## GIVEN INSTRUCTION
Please count the lines that contain the word "white" and give only that number.

━━━━━ THE INPUT ━━━━━

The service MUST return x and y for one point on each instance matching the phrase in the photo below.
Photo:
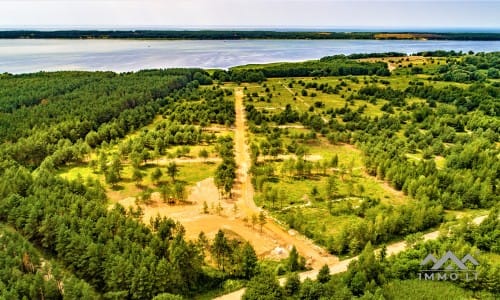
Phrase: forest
(353, 152)
(242, 34)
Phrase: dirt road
(243, 191)
(341, 266)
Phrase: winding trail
(341, 266)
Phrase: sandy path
(243, 191)
(341, 266)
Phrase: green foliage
(23, 273)
(264, 286)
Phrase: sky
(130, 14)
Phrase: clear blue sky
(252, 13)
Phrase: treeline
(364, 55)
(226, 171)
(97, 107)
(111, 249)
(472, 68)
(25, 274)
(375, 275)
(202, 107)
(229, 35)
(323, 67)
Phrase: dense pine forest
(353, 152)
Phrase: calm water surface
(22, 56)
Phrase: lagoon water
(24, 56)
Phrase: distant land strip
(237, 35)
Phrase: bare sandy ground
(341, 266)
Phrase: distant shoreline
(244, 34)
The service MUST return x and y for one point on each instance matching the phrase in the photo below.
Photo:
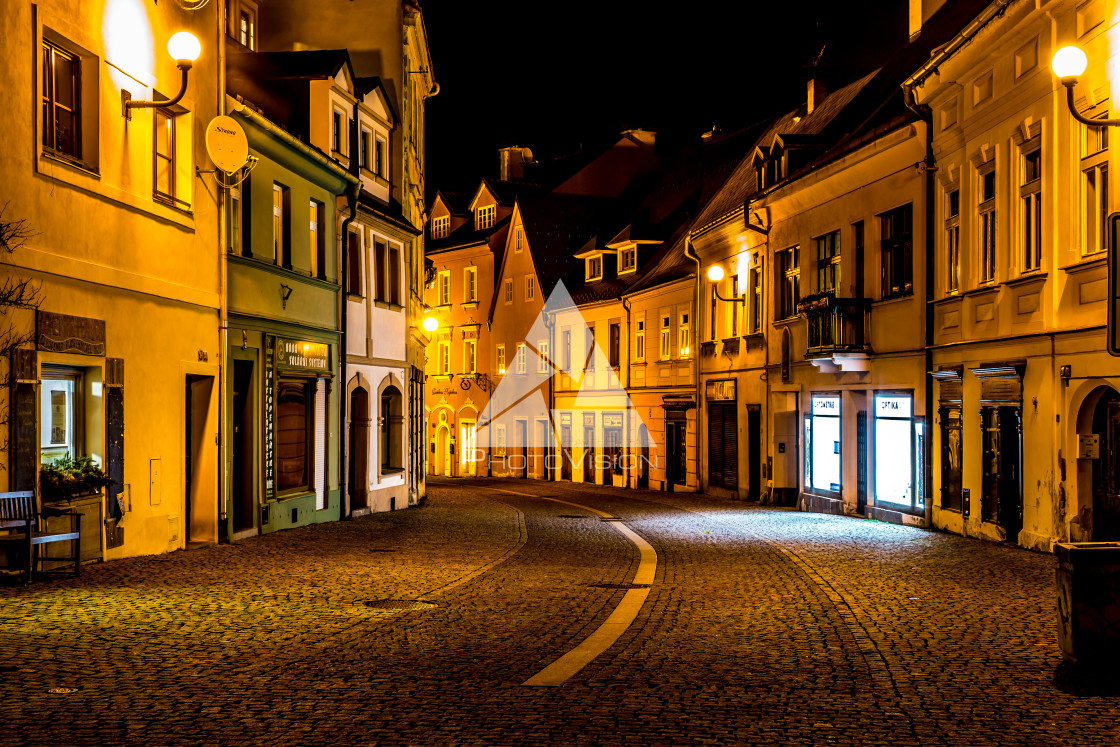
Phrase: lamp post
(184, 48)
(1069, 64)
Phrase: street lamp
(1069, 64)
(184, 48)
(716, 274)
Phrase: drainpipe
(352, 193)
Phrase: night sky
(557, 76)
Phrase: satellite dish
(226, 143)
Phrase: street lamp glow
(184, 46)
(1069, 63)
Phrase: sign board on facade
(1089, 446)
(301, 355)
(720, 391)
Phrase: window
(1030, 199)
(317, 242)
(594, 268)
(953, 242)
(484, 217)
(281, 242)
(896, 252)
(1094, 189)
(336, 130)
(440, 226)
(363, 151)
(246, 28)
(62, 101)
(828, 263)
(756, 299)
(542, 356)
(469, 355)
(445, 288)
(294, 421)
(164, 155)
(789, 280)
(987, 222)
(354, 263)
(683, 338)
(627, 260)
(470, 286)
(62, 416)
(665, 351)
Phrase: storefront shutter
(320, 445)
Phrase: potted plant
(66, 478)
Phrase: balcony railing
(836, 325)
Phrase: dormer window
(627, 260)
(484, 216)
(595, 268)
(440, 226)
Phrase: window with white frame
(1094, 189)
(469, 355)
(445, 357)
(1030, 203)
(953, 241)
(986, 213)
(594, 267)
(440, 226)
(627, 260)
(470, 286)
(445, 288)
(665, 351)
(484, 216)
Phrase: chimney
(920, 12)
(512, 162)
(815, 94)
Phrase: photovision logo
(519, 432)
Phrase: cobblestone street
(761, 626)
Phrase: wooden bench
(22, 525)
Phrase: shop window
(822, 444)
(292, 433)
(897, 450)
(62, 398)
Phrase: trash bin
(1089, 601)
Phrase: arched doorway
(357, 449)
(1106, 467)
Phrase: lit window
(484, 217)
(440, 226)
(1030, 202)
(164, 153)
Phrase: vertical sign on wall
(269, 404)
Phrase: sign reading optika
(302, 355)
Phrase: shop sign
(827, 405)
(893, 407)
(721, 391)
(301, 355)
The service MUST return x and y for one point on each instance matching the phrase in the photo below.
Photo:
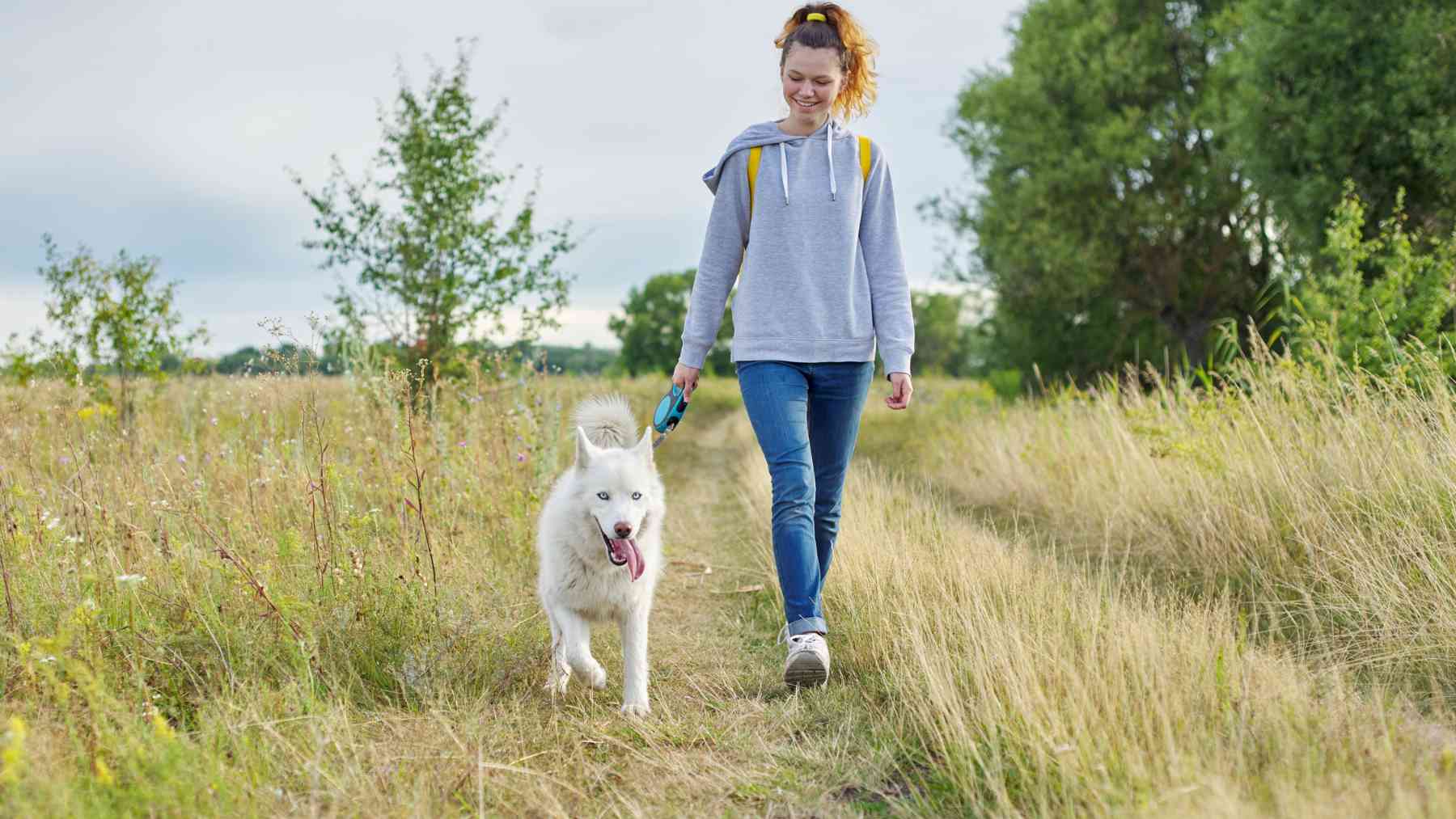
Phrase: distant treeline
(586, 360)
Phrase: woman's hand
(900, 391)
(686, 377)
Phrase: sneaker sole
(806, 671)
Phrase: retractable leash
(669, 412)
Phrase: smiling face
(811, 80)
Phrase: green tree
(111, 318)
(1111, 222)
(436, 252)
(651, 327)
(1324, 92)
(942, 340)
(1370, 300)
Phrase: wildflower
(12, 751)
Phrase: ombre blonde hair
(857, 53)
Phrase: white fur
(577, 582)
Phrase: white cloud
(165, 129)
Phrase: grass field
(1108, 602)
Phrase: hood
(769, 134)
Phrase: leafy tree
(651, 327)
(1111, 220)
(942, 342)
(1369, 300)
(111, 318)
(1325, 92)
(436, 253)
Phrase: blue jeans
(806, 418)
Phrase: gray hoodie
(822, 275)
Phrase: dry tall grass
(1106, 602)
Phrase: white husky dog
(600, 543)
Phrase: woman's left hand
(900, 391)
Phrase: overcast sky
(167, 129)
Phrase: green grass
(1099, 604)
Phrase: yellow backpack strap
(755, 154)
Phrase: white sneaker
(808, 661)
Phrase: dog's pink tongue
(629, 551)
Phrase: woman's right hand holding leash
(686, 377)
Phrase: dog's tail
(607, 420)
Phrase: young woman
(822, 285)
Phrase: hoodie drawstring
(784, 171)
(829, 150)
(829, 146)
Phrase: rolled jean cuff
(806, 624)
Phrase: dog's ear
(584, 449)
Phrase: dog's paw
(637, 709)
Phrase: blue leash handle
(669, 412)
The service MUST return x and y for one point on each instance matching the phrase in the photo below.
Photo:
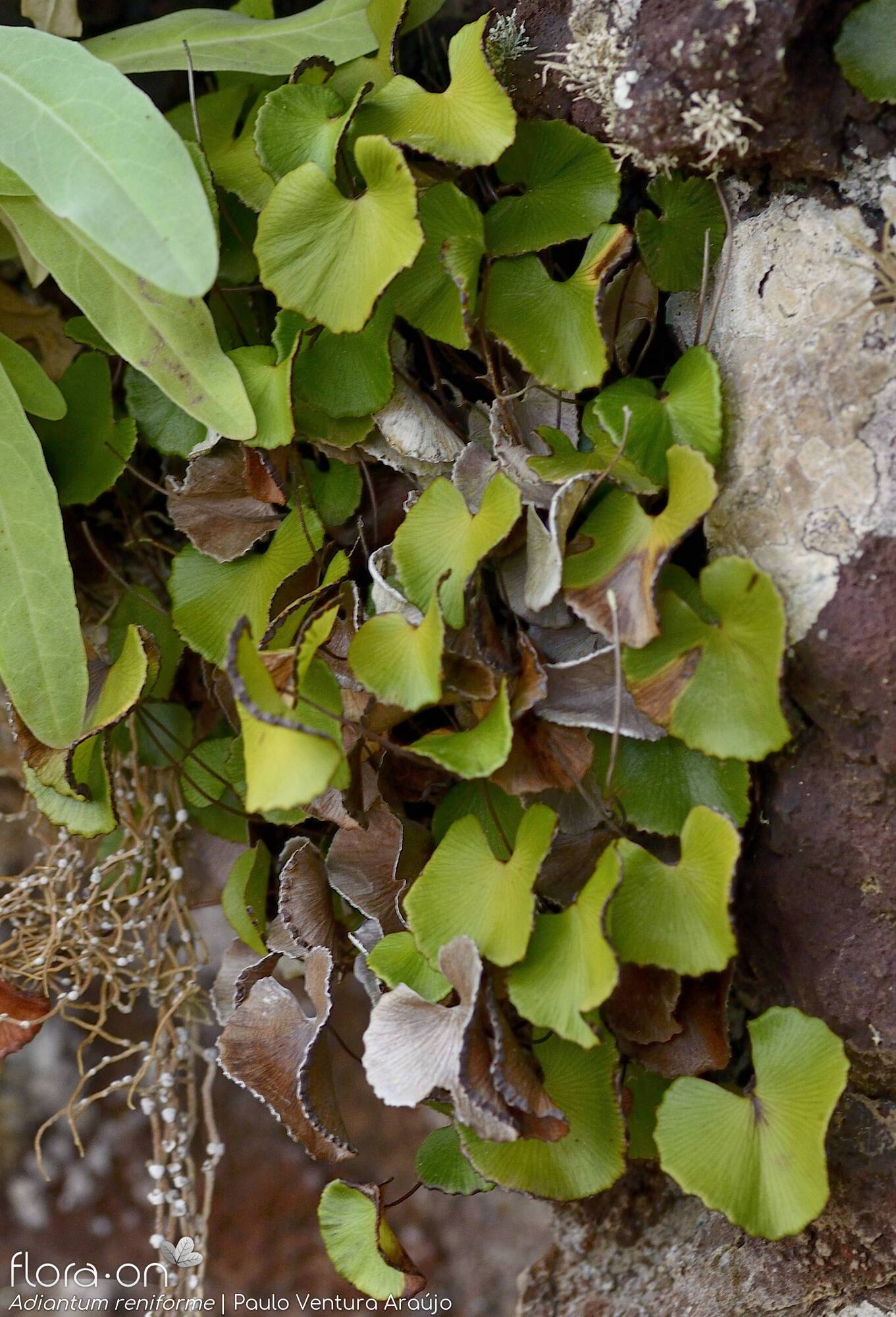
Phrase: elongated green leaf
(86, 451)
(348, 375)
(676, 916)
(160, 422)
(591, 1157)
(471, 123)
(98, 153)
(335, 30)
(43, 660)
(243, 899)
(169, 339)
(465, 892)
(38, 393)
(569, 967)
(92, 816)
(759, 1158)
(331, 256)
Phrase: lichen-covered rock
(817, 898)
(646, 1250)
(809, 384)
(698, 84)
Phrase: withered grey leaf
(305, 901)
(214, 508)
(363, 866)
(24, 1012)
(277, 1053)
(413, 435)
(472, 472)
(641, 1008)
(240, 970)
(413, 1048)
(514, 1073)
(544, 755)
(581, 693)
(546, 545)
(513, 446)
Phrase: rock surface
(808, 493)
(809, 383)
(700, 84)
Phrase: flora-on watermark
(24, 1273)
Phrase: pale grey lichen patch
(717, 124)
(810, 401)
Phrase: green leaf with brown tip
(759, 1158)
(571, 185)
(471, 123)
(105, 161)
(569, 967)
(301, 124)
(269, 388)
(244, 896)
(714, 685)
(440, 1165)
(90, 813)
(401, 663)
(551, 326)
(88, 450)
(687, 410)
(440, 538)
(676, 916)
(292, 754)
(168, 338)
(672, 244)
(439, 294)
(591, 1157)
(465, 892)
(43, 660)
(476, 753)
(629, 547)
(361, 1245)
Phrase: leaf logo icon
(181, 1254)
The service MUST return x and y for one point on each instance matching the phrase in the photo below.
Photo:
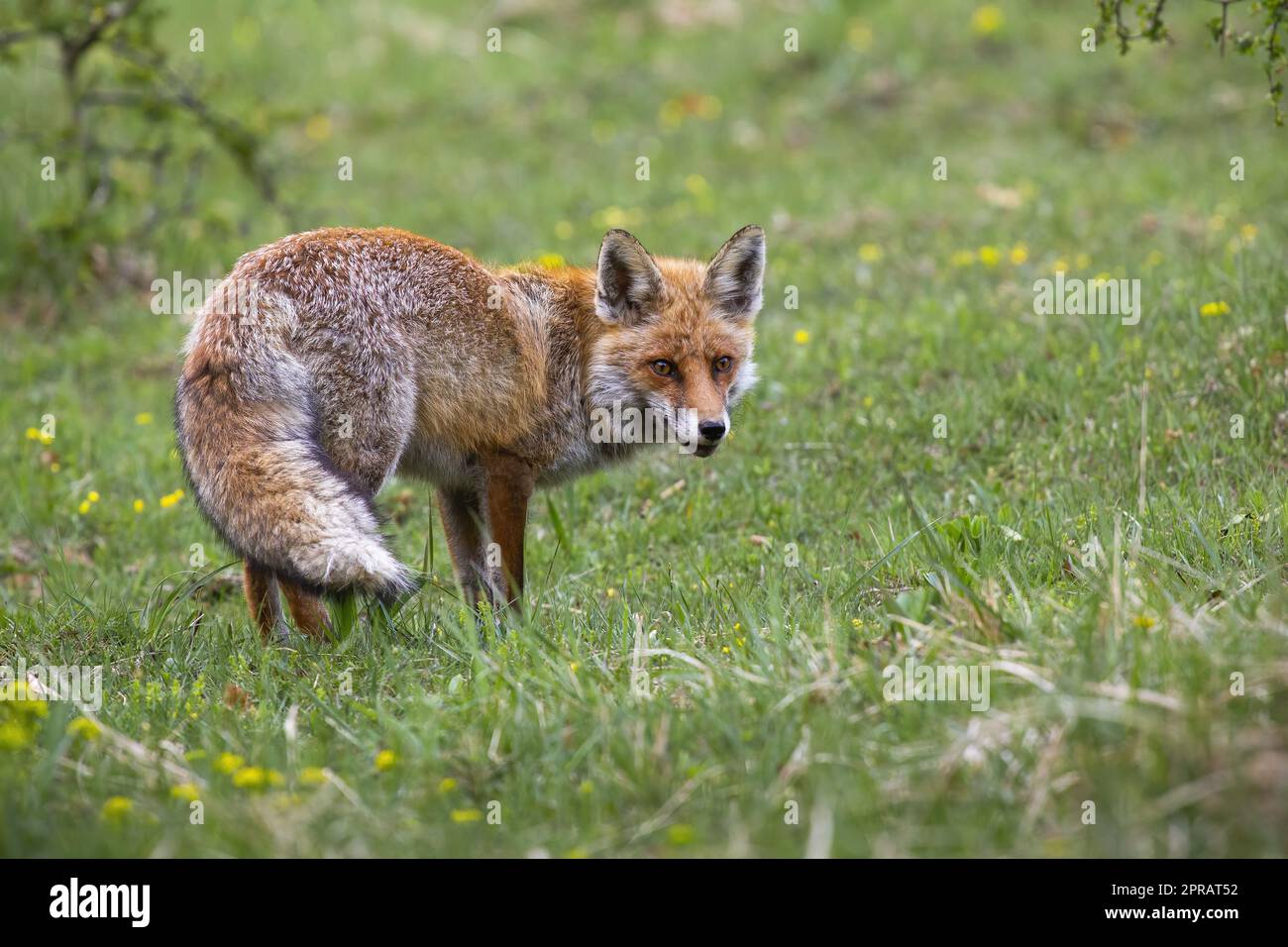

━━━━━

## SOLUTION TO THE EXERCISE
5